▸ **TASKS**:
#1 Decide whether each statement below agrees with the passage on China's railways, answering yes or no and quoting the deciding words of the text: (a) The Qinghai-Tibet Railway covers more than 500 km of permafrost. (b) Thermosyphons are steel pipes filled with an easily vaporizable liquid such as water. (c) Raising embankments has held up against intensifying global warming.
#2 In the passage on China's railways, swap "steel pipes" for "metal tubes", then write out everything from "After decades of" down to "into the air.".

▸ **DOCUMENT SEGMENT**:
════════════════════
When an array of emerging modern railways bring immediate benefits to China's mountainous and isolated regions, no one doubts that the country is moving on a fast track toward prosperity. But building railways in China can never be an easy job given its complex geological conditions and a growing need for faster and easier transportation. What it takes to tunnel through towering mountains and lay tracks in vast deserts goes far beyond the toil of construction workers. By flexing its scientific and technological muscles, China has raced ahead of most other countries in the competition of railway engineering.

Mission impossible

The Qinghai-Tibet Railway, a link to the "roof of the world," is one of the country's pioneering scientific feats that stunned the world. Running higher than any other railway in the world, it passes through remote regions of Tibet and covers more than 500 km of permafrost, which may melt when temperatures rise and destabilize the roadbeds. Intensifying global warming has even defied a batch of routine counter-measures such as raising embankments and paving the track with heat-insulating materials.

After decades of research, Chinese scientists and engineers have come up with a set of roadbed-cooling measures to prevent the permafrost from thawing. Among them, the most important is thermosyphons, steel pipes filled with an easily vaporizable liquid such as ammonia. As the liquid boils, the devices, embedded beneath the embankments, could absorb heat from the permafrost and transfer it into the air.
════════════════════
▸ **SOURCE INFORMATION**:
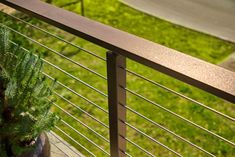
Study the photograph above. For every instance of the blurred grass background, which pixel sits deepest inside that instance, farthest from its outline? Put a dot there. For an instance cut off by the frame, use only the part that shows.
(118, 15)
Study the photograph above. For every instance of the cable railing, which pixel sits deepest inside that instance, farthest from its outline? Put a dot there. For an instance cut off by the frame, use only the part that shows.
(121, 46)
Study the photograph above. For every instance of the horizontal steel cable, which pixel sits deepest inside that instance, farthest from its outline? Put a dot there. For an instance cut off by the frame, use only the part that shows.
(149, 137)
(66, 87)
(75, 78)
(139, 147)
(74, 92)
(75, 141)
(169, 131)
(61, 150)
(55, 136)
(181, 95)
(89, 140)
(97, 120)
(180, 117)
(125, 153)
(57, 37)
(63, 71)
(57, 53)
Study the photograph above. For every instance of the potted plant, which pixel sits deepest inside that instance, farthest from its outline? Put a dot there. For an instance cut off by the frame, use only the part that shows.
(24, 104)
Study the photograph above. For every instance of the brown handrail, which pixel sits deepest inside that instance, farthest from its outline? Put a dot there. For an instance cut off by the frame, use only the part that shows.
(196, 72)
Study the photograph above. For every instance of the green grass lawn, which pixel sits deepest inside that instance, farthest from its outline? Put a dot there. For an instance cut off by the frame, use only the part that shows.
(112, 12)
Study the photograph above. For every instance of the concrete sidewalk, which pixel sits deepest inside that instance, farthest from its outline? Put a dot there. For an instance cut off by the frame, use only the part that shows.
(214, 17)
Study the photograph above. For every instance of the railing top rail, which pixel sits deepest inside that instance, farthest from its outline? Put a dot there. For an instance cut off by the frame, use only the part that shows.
(196, 72)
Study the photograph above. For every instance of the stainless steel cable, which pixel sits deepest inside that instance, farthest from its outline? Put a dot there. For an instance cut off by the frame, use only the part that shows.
(181, 95)
(74, 92)
(57, 53)
(75, 78)
(60, 150)
(72, 139)
(169, 131)
(61, 84)
(68, 74)
(149, 137)
(97, 120)
(56, 136)
(180, 117)
(57, 37)
(75, 130)
(139, 147)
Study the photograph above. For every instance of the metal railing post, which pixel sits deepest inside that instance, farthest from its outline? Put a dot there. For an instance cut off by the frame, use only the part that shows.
(116, 98)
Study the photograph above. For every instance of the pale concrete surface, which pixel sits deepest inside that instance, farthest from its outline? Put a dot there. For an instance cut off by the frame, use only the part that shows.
(229, 63)
(214, 17)
(6, 9)
(60, 148)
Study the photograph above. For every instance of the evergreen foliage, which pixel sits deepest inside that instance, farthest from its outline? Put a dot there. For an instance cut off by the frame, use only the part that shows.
(24, 104)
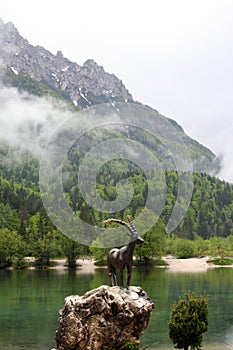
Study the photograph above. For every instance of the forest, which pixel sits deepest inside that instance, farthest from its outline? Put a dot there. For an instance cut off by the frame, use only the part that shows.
(26, 230)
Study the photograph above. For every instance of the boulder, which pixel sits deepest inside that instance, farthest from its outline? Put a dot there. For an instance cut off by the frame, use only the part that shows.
(103, 318)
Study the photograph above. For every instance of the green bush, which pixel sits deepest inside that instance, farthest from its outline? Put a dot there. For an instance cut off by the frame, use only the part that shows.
(188, 321)
(184, 249)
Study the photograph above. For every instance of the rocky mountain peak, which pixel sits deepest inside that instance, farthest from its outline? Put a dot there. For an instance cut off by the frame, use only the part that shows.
(83, 85)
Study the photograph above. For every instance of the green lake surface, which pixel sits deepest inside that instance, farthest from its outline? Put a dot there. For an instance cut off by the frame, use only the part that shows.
(30, 301)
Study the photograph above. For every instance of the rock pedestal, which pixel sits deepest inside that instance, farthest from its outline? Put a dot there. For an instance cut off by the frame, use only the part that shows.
(103, 318)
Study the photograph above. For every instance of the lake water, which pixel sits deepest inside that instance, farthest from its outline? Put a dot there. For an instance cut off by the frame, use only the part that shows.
(30, 301)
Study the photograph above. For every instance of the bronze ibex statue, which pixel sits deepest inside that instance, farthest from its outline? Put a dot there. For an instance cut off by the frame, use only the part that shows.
(118, 259)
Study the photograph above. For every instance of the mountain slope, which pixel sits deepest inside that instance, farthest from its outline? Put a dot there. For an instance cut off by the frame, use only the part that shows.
(83, 85)
(39, 72)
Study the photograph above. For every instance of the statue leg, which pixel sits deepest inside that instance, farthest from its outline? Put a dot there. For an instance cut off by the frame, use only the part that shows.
(129, 269)
(112, 276)
(122, 278)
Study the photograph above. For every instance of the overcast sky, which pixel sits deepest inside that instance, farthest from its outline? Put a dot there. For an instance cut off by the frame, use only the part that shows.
(174, 55)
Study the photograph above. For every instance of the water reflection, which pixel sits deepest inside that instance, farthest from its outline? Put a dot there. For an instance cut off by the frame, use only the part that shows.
(30, 300)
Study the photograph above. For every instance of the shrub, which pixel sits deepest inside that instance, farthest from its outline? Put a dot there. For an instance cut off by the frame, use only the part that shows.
(188, 321)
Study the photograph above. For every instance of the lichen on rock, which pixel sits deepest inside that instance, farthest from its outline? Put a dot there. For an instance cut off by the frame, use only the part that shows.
(103, 318)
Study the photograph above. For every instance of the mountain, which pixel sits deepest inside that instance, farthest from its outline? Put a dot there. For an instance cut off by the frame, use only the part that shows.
(83, 85)
(38, 71)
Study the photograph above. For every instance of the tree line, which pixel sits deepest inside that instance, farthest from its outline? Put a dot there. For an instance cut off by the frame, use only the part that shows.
(26, 230)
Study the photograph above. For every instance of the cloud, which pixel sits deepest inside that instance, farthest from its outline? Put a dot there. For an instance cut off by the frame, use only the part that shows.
(28, 121)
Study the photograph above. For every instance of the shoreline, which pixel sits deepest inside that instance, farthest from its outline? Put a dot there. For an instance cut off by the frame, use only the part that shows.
(87, 265)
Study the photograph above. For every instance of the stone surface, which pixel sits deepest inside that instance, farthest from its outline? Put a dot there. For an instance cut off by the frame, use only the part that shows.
(103, 318)
(83, 85)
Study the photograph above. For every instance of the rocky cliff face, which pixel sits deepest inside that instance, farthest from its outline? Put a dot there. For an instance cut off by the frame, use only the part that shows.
(83, 85)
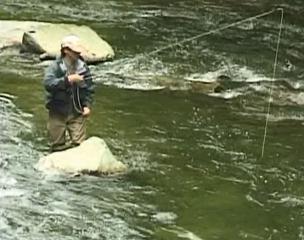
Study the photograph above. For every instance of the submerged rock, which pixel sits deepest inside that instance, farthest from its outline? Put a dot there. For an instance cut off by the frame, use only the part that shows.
(45, 39)
(91, 156)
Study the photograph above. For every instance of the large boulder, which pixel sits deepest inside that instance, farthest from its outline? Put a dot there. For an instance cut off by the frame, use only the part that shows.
(91, 156)
(11, 32)
(45, 39)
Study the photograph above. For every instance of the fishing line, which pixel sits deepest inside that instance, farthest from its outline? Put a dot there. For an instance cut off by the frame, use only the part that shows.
(264, 14)
(272, 80)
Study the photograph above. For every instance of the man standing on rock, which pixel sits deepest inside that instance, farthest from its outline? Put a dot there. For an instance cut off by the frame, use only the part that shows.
(69, 87)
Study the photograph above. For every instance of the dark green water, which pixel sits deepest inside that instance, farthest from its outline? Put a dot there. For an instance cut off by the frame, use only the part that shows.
(196, 170)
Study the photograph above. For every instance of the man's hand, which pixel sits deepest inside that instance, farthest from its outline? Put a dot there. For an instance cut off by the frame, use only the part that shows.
(75, 78)
(86, 112)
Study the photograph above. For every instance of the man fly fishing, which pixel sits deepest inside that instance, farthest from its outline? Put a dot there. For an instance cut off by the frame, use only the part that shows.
(70, 89)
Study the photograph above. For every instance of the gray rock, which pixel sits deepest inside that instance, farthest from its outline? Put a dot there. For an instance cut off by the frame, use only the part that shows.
(45, 39)
(91, 156)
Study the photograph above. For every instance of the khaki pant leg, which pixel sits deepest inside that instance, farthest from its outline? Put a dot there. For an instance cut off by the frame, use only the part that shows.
(77, 129)
(57, 128)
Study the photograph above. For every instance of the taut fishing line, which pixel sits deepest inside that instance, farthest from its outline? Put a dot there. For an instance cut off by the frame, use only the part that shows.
(229, 26)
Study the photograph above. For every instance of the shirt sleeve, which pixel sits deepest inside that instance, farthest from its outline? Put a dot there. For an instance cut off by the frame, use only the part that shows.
(52, 82)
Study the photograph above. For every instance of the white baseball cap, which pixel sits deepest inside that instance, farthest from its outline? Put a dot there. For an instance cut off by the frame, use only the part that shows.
(72, 42)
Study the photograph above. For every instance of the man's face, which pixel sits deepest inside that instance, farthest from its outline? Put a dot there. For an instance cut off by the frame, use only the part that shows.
(71, 54)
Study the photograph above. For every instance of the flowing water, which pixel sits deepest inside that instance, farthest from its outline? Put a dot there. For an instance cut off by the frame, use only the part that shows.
(196, 170)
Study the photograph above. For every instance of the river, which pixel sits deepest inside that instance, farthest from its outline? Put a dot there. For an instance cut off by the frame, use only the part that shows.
(196, 169)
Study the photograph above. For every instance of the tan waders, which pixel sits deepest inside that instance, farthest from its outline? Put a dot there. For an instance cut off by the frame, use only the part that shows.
(62, 127)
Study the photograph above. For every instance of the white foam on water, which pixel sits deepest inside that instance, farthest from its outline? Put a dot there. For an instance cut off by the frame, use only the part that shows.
(227, 95)
(165, 217)
(183, 233)
(4, 193)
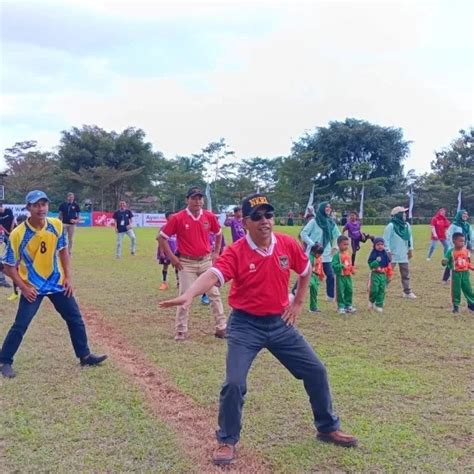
════════════════════
▸ **OUTPUTS IN ORDER**:
#1
(a) Yes: "covers more than 500 km of permafrost"
(b) No: "steel pipes filled with an easily vaporizable liquid such as ammonia"
(c) No: "Intensifying global warming has even defied a batch of routine counter-measures such as raising embankments"

#2
After decades of research, Chinese scientists and engineers have come up with a set of roadbed-cooling measures to prevent the permafrost from thawing. Among them, the most important is thermosyphons, metal tubes filled with an easily vaporizable liquid such as ammonia. As the liquid boils, the devices, embedded beneath the embankments, could absorb heat from the permafrost and transfer it into the air.